(Dataset rows on where objects appear)
* * *
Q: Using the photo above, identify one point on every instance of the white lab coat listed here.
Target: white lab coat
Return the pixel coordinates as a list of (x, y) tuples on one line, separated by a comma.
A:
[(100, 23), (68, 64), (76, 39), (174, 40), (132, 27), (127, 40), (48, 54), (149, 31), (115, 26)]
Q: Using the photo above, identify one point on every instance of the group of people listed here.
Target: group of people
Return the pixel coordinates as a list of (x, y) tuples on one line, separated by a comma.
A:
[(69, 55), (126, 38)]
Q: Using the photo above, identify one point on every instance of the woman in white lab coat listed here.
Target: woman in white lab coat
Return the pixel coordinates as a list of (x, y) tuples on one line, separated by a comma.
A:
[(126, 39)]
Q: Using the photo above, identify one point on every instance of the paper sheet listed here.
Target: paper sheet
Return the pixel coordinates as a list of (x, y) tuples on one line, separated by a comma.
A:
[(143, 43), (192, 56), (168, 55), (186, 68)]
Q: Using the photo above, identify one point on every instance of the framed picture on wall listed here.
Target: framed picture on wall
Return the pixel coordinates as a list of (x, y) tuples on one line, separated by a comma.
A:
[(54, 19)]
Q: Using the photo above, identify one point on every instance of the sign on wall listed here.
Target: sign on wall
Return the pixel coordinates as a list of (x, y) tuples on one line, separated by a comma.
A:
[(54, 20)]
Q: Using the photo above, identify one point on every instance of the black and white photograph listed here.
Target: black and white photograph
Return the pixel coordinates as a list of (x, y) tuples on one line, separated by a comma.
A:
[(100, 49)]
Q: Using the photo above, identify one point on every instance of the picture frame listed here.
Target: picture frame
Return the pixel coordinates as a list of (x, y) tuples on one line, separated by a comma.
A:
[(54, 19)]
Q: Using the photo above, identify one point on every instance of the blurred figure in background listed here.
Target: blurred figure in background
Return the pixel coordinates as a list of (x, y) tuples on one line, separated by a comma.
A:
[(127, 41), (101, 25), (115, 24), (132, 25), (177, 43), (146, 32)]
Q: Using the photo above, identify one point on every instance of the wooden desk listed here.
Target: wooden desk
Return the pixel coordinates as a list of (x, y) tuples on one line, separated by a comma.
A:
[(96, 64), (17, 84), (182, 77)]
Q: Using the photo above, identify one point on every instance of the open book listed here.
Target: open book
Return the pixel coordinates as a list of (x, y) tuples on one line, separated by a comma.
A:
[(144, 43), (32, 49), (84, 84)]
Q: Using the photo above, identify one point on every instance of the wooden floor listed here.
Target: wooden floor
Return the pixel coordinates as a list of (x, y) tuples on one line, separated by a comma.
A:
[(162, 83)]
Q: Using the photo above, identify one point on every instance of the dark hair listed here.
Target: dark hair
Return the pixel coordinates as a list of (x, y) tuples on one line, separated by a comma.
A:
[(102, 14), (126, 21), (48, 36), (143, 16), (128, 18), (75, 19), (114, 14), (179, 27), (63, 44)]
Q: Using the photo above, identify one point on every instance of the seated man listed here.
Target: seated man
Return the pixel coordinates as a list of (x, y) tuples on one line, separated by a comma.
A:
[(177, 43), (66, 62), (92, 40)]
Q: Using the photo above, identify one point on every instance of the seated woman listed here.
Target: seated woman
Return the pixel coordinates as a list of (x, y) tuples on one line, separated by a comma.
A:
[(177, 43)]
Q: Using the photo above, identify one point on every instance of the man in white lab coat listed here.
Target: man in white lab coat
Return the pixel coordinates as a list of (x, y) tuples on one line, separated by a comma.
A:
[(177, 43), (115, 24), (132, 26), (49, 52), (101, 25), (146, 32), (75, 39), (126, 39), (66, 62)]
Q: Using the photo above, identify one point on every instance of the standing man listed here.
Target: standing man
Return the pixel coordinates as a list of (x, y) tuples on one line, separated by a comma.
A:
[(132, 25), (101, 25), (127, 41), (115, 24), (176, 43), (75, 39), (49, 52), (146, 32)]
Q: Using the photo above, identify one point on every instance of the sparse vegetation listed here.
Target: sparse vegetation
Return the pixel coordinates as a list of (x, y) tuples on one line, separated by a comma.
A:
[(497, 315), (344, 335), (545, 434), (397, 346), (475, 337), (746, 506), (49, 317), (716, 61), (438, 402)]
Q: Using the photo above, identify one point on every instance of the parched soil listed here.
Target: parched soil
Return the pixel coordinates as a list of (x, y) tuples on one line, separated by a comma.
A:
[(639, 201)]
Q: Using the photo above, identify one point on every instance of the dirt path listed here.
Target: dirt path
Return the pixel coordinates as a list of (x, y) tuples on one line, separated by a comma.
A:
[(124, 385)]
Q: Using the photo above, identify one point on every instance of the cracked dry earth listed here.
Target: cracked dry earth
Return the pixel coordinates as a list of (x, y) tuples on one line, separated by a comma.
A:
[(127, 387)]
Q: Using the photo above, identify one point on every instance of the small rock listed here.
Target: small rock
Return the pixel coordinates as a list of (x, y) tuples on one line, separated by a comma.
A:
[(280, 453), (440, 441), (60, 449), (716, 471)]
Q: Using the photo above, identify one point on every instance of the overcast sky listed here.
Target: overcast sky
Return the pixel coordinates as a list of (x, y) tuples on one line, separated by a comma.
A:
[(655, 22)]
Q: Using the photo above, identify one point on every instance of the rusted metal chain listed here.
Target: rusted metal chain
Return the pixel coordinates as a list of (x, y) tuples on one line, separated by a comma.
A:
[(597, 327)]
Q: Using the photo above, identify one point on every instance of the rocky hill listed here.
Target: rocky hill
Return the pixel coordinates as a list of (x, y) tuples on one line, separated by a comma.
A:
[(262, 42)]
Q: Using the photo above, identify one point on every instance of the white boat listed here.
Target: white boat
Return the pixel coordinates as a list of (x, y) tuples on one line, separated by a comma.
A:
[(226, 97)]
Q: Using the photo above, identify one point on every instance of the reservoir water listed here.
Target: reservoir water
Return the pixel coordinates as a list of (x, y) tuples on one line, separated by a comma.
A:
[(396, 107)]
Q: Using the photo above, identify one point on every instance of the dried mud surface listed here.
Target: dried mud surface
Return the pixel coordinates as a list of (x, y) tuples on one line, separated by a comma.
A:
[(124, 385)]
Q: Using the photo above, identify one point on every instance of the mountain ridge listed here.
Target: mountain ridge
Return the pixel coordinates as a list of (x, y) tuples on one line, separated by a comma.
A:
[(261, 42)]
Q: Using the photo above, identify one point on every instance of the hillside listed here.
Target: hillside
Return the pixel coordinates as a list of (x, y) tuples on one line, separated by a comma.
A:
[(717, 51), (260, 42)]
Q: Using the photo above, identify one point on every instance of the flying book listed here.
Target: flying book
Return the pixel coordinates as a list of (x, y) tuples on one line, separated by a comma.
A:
* * *
* **What the exercise asks**
Update all of the rows above, changing every "pixel coordinates" to "point locations" and keeping everything else the same.

* **Answer below**
Q: Using the photo above, identify one point on every instance of the white lab coat listed here.
Target: white lab coat
Return the point locations as a list of (x, y) tuples on one line, separated by a comma.
A:
[(100, 23), (68, 64), (76, 39), (174, 40), (132, 27), (127, 40), (48, 54), (149, 31), (115, 26)]
Q: Using the photo above, identify one point on every instance of the group of people listed here.
Target: group of people
Return the point locations as a list of (x, y) tuples on one line, separated by a comma.
A:
[(69, 55), (126, 38)]
Q: Using the photo above, identify one point on every instance of the woman in white lab coat listed here.
Target: woman in white lab coat
Return the point locations as a list of (x, y) tuples on one line, separated by a comma.
A:
[(126, 39)]
Q: Using the photo above, identify one point on every instance of the paper sheet listed here.
Target: paper sheet
Return the point locations as a list of (x, y) tuples on one line, separated by a comma.
A:
[(143, 43), (192, 56), (168, 55), (186, 68)]
Q: Using the photo above, identify one point on every instance of the framed picture on wall listed here.
Target: framed picture on wall
Return the point locations as a list of (x, y) tuples on one line, separated by a comma.
A:
[(54, 19)]
Q: Using the photo above, identify one point on every instance of the sign on wall listed here.
Target: sign on wall
Return the point locations as a list of (x, y) tuples on one line, separated by a comma.
A:
[(54, 20)]
Q: Using the photo above, identify one point on every instance of the black and white photograph listed here.
Target: black and white photograph
Return the point locations as a list of (x, y) tuples on one line, separated by a comma.
A:
[(100, 49)]
Q: Using the photo above, identify one point on every instance of the picture frame listed here.
Target: picture frame
Return the point locations as a list of (x, y) tuples on one line, separated by a comma.
A:
[(54, 19)]
Q: Using the photo above, identify one point on every instance of the blurred figure in background listed here.
Target: blurred figure in background
Return the point locations as a list of (x, y) tuples on one line, separated by a comma.
A:
[(127, 41), (101, 25), (115, 24), (132, 25), (177, 43), (146, 32)]
Q: Using the photo above, identify one point on every instance of the wooden desk listed here.
Target: wooden desk
Return the point locations as a list of (x, y) tuples on one line, separated by a comma.
A:
[(96, 64), (17, 84), (182, 77)]
Q: Using the photo above, identify one point on every instance of the open book listed here.
Target: open book
Return the point locations as a list of (x, y) tuples on one line, separated by a comma.
A:
[(144, 43), (32, 49), (84, 84)]
Q: Using the photo above, identify one point on every instance of the wooden floor listed here.
Target: wooden floor
Return the point locations as a list of (x, y) tuples on one line, separated by a comma.
A:
[(162, 83)]
Q: Using the photo above, identify one point on every instance of the dark hair listed here.
Target: dark hair
Return the point locations as a list of (x, y) tuples on one line, separated by a comma.
A:
[(102, 14), (126, 21), (48, 36), (143, 16), (128, 18), (75, 19), (114, 14), (179, 27), (63, 44)]
Q: Using the photo above, identify one point on every instance of the seated man listed here.
Target: seated man
Return the point locations as a list of (x, y) tuples on one line, separated by a comma.
A:
[(177, 43), (66, 62), (92, 40)]
Q: Using the photo above, identify one point on every instance of the seated woman listed here.
Target: seated woman
Return the point locations as a list of (x, y) tuples on one line, separated by a comma.
A:
[(177, 43)]
Q: Using the photo above, identify one point on every instance of the man in white lab coat listed here.
Target: man in white lab coat
Return the point locations as a list of (x, y) tuples on one line, separated by a comma.
A:
[(177, 43), (115, 24), (132, 26), (49, 52), (101, 25), (146, 32), (75, 39), (126, 39), (66, 62)]
Q: Using the photo above, identify one point on every instance of the standing man listed here.
Target: standing man
Return the point locations as a list of (x, y) tuples on one line, separated by a comma.
A:
[(132, 25), (101, 25), (127, 41), (115, 24), (176, 43), (75, 39), (49, 52), (146, 32)]
Q: Using the photo above, identify one point on every instance of the sparse vegetation listed here.
Target: sparse vegetation
Return the point locations as a list of (x, y) tuples on one line, separated by a comma.
A:
[(497, 315), (344, 335), (545, 434), (397, 346), (475, 337), (746, 506), (49, 317), (716, 61), (438, 402)]
Q: Using the photo above, identify one point on every instance of the parched soil listed here.
Target: parched soil
Return the point locations as a list of (x, y) tuples on one line, separated by a comma.
A:
[(639, 201)]
Q: Using the photo above, identify one point on every instance of the dirt path listed here.
Target: dirt path
Return the point locations as a list of (x, y) tuples on one line, separated by a comma.
A:
[(124, 385)]
Q: Using the photo above, identify one point on every instance of the cracked dry earth listed here.
Target: cracked dry earth
Return the point locations as a list of (x, y) tuples on one line, separated by a comma.
A:
[(127, 387)]
Q: Using the photo above, identify one point on every instance of the small rock listed here.
Target: small rock
Return the point locations as a list of (x, y) tuples on one line, separated by a comma.
A:
[(280, 453), (440, 441), (60, 449), (716, 471)]
Q: Using the photo above, identify one point on every instance of the overcast sky listed here.
Target: overcast sky
Return the point locations as a list of (x, y) tuples on one line, separated by a comma.
A:
[(655, 22)]
Q: Using the photo above, identify one point on every instance of the rusted metal chain listed here.
Target: rusted metal chain
Return the point locations as a list of (x, y) tuples on one line, separated by a comma.
A:
[(597, 327)]
Q: Using the photo above, identify one point on every instance of the rocky hill listed here.
Target: rocky hill
Return the point locations as a list of (x, y) tuples on one line, separated by a comma.
A:
[(262, 42)]
Q: Using the photo above, identify one point on every instance of the white boat listed here.
Target: white boat
Return the point locations as a list of (x, y) tuples on one line, separated by a comma.
A:
[(226, 97)]
Q: Using the photo above, identify one point on every instance of the reservoir water listed here.
Target: reservoir water
Return the point locations as a list of (x, y) tuples on one line, separated by a comma.
A:
[(396, 107)]
Q: Using the photo above, identify one point on every instance of the dried mud surface listed here.
Target: dried mud surface
Return the point locations as a list of (x, y) tuples on one line, separated by a comma.
A:
[(124, 385)]
Q: Using the photo above, identify one point on every instance of the mountain ridge listed here.
Target: mountain ridge
Return the point locations as a list of (x, y) tuples on one line, separated by a comma.
A:
[(261, 42)]
Q: Using the photo above, identify one point on every instance of the hillside listed here.
Target: hillside
Return the point locations as a list of (x, y) tuples on one line, separated by a comma.
A:
[(717, 51), (260, 42)]
Q: Using the photo above, identify one point on every instance of the flying book listed here.
Target: flying book
Return the point locations as a list of (x, y) tuples on one line, separated by a comma.
A:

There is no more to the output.